Diz o documento: “Segundo os dados discutidos por pessoas ligadas à gestão financeira do Terça Livre, entre 13 de abril e 2020 e 13 de maio de 2020, foram realizadas 1.581 transações, das quais 659 sem reconhecimento de identificação de CPF.” À letra da lei, transações financeiras que ocultam a identificação dos negociadores revelam, no mínimo, uma dinâmica inapropriada. No rol de aliados também ouvido pela Polícia Federal, o empresário Otavio Fakhoury aparecia até então não só como um entusiasta do Governo bolsonarista, mas um dos grandes críticos ao STF e ao Congresso, fórmula capaz de transformar em aliado qualquer amigo de primeira hora da família Bolsonaro.
Uma análise feita no celular de Fakhoury mostra sua disposição em atacar o STF quando o assunto desagrada o Governo, como aconteceu quando o ministro Luís Roberto Barroso o criticou o uso de hidroxicloroquina como medicamento para prevenir a covid-19, num tratamento precoce sem qualquer comprovação científica, mas até hoje usado como uma bandeira bolsonarista.

Objetivo da tarefa:
Reescreva o trecho do texto sobre o Terça Livre que começa em "Uma análise feita" e termina em "uma bandeira bolsonarista.", trocando "medicamento" por "remédio".

Registros do conjunto:
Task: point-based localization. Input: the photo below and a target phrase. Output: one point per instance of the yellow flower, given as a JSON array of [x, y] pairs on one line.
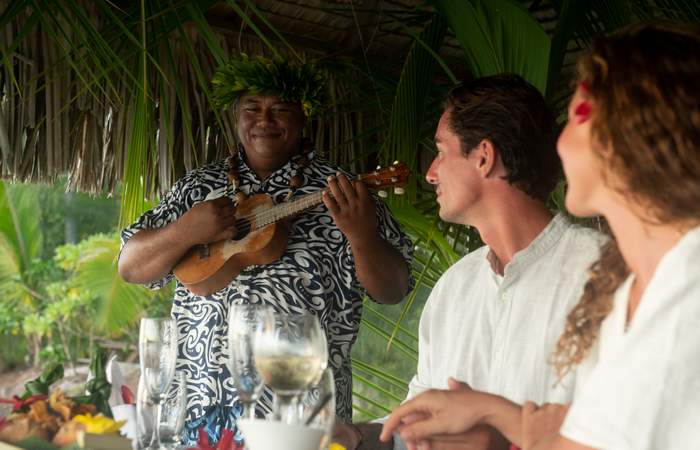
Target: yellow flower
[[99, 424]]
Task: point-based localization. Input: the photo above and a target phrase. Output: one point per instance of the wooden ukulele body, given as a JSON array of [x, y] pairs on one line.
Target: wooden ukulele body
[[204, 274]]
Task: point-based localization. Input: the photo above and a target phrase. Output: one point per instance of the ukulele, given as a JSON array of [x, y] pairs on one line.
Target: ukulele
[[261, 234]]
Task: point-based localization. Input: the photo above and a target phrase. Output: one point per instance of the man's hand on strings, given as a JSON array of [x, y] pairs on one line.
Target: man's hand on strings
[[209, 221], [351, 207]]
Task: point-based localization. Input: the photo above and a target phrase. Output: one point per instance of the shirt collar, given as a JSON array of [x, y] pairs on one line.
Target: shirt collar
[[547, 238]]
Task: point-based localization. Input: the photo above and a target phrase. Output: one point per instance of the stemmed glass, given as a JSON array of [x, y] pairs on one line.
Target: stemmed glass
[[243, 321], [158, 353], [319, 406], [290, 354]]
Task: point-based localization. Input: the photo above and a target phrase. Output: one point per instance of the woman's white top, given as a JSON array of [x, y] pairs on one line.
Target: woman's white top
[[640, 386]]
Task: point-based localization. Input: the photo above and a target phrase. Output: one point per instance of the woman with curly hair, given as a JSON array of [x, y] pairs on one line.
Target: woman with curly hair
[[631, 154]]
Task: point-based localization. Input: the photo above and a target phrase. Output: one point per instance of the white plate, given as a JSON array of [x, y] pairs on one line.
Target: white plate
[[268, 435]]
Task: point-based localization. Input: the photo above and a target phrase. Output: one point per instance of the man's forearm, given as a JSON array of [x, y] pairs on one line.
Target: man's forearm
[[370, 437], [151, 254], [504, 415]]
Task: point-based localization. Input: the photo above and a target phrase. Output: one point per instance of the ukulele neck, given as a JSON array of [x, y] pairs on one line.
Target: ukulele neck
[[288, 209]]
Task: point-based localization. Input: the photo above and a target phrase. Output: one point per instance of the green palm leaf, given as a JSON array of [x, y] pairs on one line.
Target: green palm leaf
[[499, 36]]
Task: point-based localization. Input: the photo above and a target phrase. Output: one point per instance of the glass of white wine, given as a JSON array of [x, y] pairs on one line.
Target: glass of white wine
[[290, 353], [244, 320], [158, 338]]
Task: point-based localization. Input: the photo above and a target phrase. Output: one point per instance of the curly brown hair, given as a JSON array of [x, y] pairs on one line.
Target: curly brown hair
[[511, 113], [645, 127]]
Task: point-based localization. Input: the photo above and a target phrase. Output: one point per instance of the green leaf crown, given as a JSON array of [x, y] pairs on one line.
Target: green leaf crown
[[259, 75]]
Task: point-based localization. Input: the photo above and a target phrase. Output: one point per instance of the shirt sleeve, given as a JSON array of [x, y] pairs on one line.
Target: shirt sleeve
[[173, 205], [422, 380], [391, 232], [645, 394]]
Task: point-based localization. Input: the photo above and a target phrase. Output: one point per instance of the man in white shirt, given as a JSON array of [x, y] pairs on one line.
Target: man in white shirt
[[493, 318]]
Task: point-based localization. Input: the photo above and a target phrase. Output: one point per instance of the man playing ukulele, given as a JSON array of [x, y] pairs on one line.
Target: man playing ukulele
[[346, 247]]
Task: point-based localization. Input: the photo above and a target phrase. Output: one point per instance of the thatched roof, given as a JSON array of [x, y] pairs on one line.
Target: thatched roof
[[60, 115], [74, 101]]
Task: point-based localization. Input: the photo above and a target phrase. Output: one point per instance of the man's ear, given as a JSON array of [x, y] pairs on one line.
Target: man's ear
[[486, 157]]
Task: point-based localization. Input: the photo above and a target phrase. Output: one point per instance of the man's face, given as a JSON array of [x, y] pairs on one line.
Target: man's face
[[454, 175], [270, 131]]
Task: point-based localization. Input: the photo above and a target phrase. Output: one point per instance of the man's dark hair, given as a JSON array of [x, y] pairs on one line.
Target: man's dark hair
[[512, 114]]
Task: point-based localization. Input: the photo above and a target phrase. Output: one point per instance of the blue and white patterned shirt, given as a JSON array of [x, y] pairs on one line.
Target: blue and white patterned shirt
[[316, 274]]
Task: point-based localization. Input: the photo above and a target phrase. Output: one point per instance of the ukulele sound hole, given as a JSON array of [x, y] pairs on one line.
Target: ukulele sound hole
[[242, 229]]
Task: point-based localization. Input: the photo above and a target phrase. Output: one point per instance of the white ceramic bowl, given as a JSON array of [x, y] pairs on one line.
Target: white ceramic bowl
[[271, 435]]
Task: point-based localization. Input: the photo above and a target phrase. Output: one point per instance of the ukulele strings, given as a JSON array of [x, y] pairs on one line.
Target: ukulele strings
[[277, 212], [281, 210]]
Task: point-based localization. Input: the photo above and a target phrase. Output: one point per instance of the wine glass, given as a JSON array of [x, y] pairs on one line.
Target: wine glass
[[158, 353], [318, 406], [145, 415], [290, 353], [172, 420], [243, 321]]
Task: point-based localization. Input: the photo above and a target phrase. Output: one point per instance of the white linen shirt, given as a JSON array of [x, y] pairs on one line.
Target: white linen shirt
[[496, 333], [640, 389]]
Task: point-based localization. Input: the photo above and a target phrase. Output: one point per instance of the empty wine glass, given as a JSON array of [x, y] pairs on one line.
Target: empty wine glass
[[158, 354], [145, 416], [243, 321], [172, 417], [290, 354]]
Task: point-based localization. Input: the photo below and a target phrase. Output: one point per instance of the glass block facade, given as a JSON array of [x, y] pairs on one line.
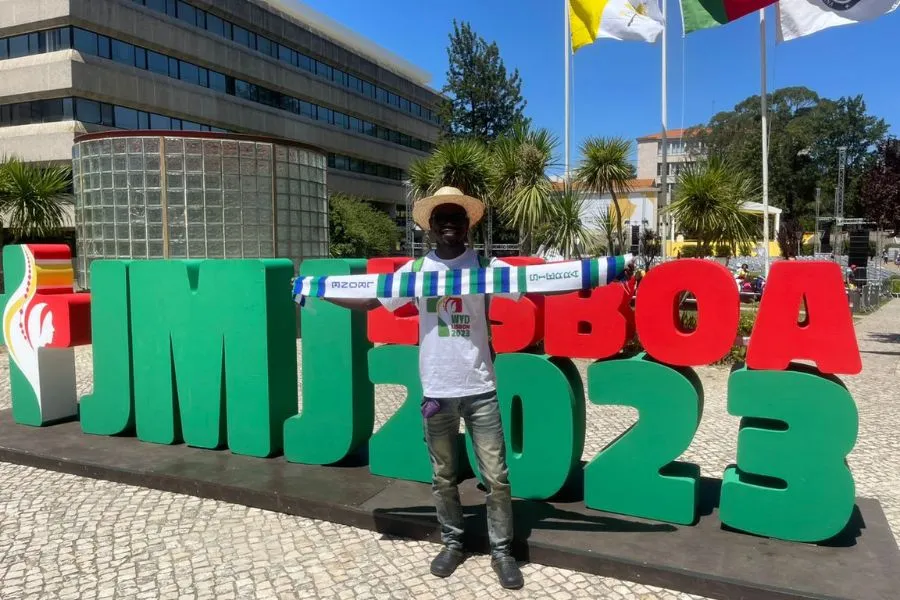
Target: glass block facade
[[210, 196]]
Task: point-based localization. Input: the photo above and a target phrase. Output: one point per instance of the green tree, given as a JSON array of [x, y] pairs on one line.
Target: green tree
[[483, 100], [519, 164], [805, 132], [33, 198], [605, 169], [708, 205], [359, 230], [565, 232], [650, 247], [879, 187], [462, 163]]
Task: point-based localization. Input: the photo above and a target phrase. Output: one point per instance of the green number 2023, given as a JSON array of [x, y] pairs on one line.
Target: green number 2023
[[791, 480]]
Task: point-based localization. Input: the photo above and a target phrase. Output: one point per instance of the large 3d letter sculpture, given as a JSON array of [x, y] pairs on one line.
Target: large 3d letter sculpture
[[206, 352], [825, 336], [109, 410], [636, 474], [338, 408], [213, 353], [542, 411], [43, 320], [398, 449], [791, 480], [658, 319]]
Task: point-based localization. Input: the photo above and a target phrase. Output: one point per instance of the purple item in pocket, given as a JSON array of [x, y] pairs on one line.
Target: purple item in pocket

Resultado da tarefa:
Uma análise feita no celular de Fakhoury mostra sua disposição em atacar o STF quando o assunto desagrada o Governo, como aconteceu quando o ministro Luís Roberto Barroso o criticou o uso de hidroxicloroquina como remédio para prevenir a covid-19, num tratamento precoce sem qualquer comprovação científica, mas até hoje usado como uma bandeira bolsonarista.